MATERIALS PROVIDED –

# # # # # # #

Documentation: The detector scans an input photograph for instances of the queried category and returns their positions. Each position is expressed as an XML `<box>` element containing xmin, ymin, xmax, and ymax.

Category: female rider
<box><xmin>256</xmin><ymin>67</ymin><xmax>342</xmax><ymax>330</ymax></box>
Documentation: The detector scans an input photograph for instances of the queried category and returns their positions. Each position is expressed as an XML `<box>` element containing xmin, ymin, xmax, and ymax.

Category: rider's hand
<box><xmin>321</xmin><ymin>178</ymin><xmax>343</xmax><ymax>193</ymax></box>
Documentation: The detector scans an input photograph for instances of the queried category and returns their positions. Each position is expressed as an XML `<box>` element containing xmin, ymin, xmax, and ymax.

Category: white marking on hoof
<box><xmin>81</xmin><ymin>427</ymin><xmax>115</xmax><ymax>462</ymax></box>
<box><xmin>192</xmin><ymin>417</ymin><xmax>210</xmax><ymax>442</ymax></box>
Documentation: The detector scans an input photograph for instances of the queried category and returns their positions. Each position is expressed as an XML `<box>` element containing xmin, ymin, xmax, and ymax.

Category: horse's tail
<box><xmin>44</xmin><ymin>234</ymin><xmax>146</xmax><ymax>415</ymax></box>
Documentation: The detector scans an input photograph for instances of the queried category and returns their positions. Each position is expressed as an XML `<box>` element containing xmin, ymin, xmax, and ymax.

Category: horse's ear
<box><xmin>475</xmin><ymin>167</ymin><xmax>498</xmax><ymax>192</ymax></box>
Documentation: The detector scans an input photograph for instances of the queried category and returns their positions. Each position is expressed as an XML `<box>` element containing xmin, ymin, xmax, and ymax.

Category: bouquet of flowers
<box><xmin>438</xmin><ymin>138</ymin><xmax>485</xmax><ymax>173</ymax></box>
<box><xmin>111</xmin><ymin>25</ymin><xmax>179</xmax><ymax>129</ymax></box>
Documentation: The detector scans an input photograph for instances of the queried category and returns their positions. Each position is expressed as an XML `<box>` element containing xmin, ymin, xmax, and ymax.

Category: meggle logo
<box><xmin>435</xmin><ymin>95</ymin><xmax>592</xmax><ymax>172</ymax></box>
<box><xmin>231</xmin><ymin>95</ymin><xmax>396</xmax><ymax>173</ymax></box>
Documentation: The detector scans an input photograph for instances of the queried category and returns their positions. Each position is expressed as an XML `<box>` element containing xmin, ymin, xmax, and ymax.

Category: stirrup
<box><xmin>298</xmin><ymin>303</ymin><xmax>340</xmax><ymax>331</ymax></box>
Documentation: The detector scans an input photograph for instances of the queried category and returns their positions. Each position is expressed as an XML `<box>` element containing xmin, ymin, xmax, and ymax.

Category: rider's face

# # # # # # #

EXERCISE OBJECTIVE – Locate every line above that contains the string "rider", treating uppercase and lowercase as different, and copy each of those lines in full.

FINISHED EXERCISE –
Category: female rider
Category: rider's hand
Category: rider's face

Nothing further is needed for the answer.